Begin DOCUMENT PASSAGE

Tramway, Glasgow
Four stars
In the year 2038, a researcher may hungrily
pounce on this review. It may, by then, be the last fragment of evidence about
a show that took place in Glasgow in June 2013.
The researcher will not know whether to trust me.
I may, for example, be like Keith Bruce of the Glasgow Herald who wrote a
review, seemingly published in the late 1980s, of an all-night performance in
which a "few hardy souls . . . were rewarded with an experience none of us
will forget". Except everyone did forget. Today, you'll be hard pressed to
find anyone who remembers Paul Bright and his adaptation of James Hogg's
ground-breaking 1824 novel The Private Memoirs and Confessions of a
Justified Sinner.
Some people, in this NTS/Untitled Projects collaboration,
do claim to remember. Actor George Anton, who tells the story of his
involvement in Bright's wayward performances, shows us interviews with
luminaries such as Tim Crouch, Alison Peebles and Giles Havergal who reflect on
his legacy. Katie Mitchell
talks about Bright ranting about one of her shows at the Gate and Annie
Griffin recalls him
reworking an entire 1989 production seven days before opening night.

End DOCUMENT PASSAGE
Begin PROVIDED MATERIAL

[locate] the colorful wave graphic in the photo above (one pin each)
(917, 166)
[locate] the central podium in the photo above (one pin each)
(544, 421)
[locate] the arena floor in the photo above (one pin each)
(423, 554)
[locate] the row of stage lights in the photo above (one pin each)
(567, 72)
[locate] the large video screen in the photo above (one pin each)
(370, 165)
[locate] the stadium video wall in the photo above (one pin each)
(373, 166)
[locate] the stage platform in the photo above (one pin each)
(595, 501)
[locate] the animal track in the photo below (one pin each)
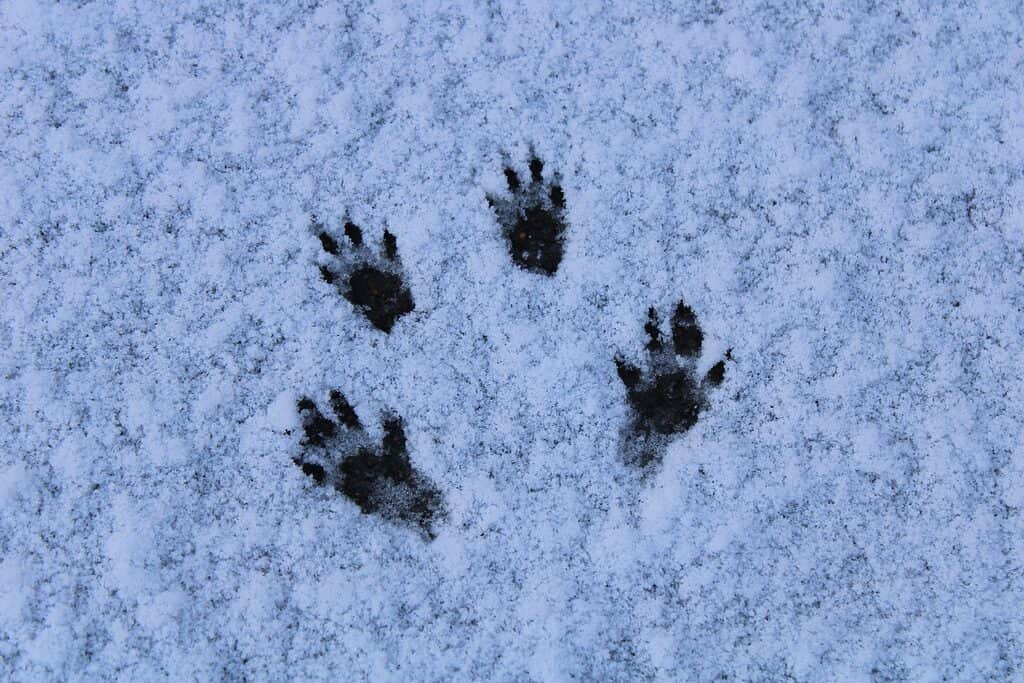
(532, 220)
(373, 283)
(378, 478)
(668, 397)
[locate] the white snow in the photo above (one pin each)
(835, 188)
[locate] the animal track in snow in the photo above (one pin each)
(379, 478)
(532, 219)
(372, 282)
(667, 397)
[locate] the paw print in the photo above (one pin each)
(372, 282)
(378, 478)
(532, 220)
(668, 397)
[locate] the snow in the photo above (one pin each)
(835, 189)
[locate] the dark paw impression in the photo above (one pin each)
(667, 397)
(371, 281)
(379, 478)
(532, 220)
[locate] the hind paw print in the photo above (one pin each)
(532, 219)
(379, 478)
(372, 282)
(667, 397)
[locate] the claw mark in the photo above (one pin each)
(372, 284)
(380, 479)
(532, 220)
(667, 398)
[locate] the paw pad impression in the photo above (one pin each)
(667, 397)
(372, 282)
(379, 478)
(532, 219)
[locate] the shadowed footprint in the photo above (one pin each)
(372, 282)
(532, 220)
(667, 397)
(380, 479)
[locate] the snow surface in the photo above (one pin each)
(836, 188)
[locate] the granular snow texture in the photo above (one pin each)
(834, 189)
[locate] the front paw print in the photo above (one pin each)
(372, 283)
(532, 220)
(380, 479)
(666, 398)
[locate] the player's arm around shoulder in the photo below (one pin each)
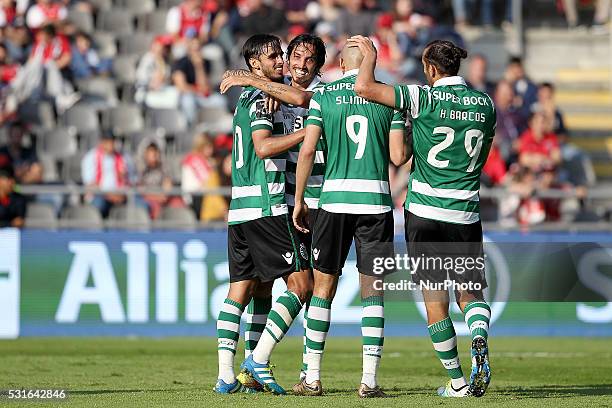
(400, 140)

End PROVIDED MATERIAL
Begin PROVIDED MATERIAL

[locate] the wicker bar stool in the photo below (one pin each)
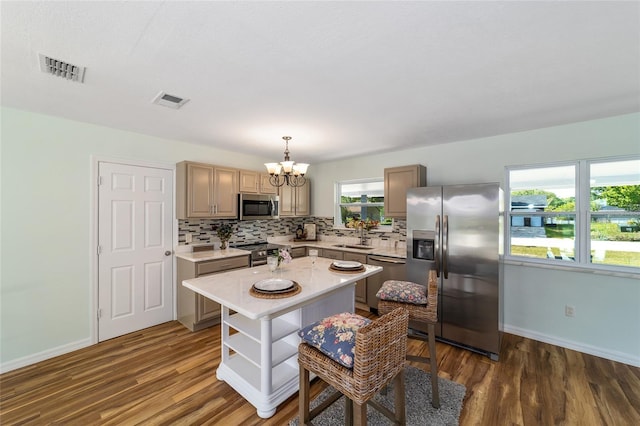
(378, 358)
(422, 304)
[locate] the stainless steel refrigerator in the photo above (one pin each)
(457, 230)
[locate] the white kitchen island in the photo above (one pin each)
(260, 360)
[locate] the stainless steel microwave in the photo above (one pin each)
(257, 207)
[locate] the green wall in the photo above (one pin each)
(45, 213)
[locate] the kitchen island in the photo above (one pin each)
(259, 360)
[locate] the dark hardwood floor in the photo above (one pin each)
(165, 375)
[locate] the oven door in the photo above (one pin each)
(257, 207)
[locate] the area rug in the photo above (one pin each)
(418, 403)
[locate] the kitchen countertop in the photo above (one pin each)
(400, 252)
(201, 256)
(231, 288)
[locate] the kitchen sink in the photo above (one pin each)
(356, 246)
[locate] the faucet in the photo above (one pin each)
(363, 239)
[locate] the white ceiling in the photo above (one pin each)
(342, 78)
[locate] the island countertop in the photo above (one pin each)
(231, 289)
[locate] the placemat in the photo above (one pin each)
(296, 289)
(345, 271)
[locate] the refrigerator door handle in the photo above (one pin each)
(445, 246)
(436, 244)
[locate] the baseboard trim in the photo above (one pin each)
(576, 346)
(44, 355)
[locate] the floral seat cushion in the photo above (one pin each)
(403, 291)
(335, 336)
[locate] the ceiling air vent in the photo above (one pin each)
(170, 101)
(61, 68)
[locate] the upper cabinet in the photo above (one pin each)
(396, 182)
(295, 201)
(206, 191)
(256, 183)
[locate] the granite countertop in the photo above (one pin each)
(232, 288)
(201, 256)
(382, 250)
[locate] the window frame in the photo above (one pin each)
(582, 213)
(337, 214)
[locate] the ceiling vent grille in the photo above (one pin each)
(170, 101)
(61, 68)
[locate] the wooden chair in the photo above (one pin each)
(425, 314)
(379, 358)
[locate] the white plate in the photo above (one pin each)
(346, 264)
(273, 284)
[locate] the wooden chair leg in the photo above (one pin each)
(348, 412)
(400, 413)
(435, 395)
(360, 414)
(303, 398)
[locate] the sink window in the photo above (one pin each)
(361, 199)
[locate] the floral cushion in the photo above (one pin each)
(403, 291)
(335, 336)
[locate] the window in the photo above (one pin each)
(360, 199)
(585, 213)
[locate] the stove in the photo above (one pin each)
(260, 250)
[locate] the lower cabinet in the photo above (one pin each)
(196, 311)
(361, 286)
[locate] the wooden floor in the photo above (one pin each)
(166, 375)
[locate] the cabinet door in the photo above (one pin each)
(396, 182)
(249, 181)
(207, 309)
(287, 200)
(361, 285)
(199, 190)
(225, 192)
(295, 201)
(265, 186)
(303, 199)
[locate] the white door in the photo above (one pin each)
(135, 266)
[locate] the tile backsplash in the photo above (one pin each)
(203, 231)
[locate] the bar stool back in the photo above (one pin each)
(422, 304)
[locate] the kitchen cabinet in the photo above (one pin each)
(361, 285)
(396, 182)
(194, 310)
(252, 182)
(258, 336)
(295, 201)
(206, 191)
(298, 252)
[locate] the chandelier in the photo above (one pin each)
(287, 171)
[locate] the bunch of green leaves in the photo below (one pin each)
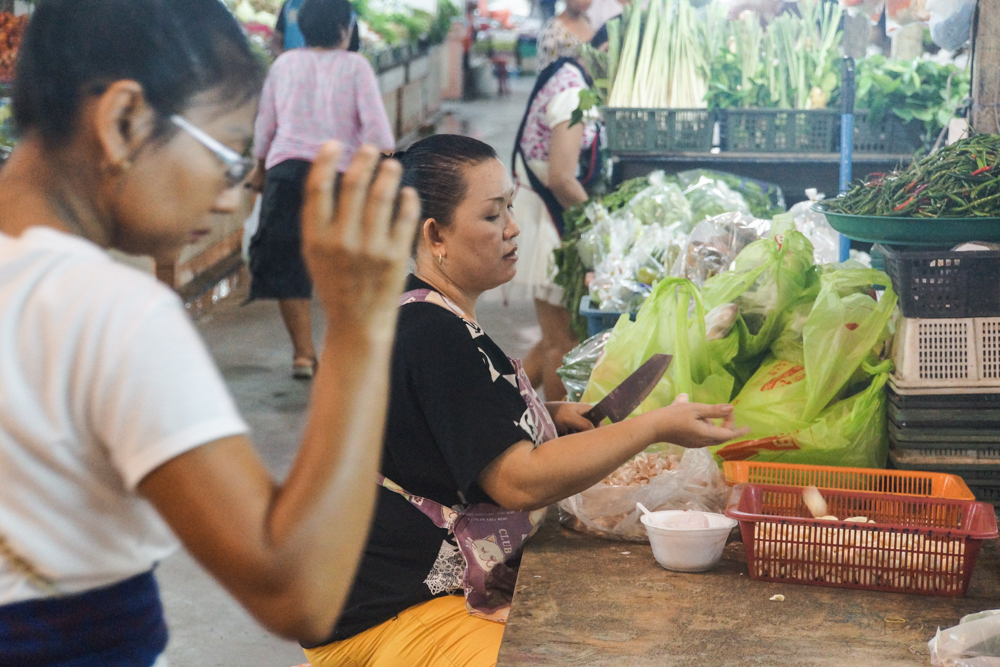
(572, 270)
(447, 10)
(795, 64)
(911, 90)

End PROVIDED MATERIAL

#### WHAT IS ASKED
(a) Extract the passage of the theater review starting at "The researcher will" and ending at "Justified Sinner.".
(b) Please show every line of the entries that contains the word "wooden".

#### PROBLEM SOLUTIONS
(a)
The researcher will not know whether to trust me.
I may, for example, be like Keith Bruce of the Glasgow Herald who wrote a
review, seemingly published in the late 1980s, of an all-night performance in
which a "few hardy souls . . . were rewarded with an experience none of us
will forget". Except everyone did forget. Today, you'll be hard pressed to
find anyone who remembers Paul Bright and his adaptation of James Hogg's
ground-breaking 1824 novel The Private Memoirs and Confessions of a
Justified Sinner.

(b)
[locate] the wooden chair in the photo above (one pin each)
[locate] the wooden chair leg in the photo above (one pin each)
[locate] the wooden floor in the photo above (one pin each)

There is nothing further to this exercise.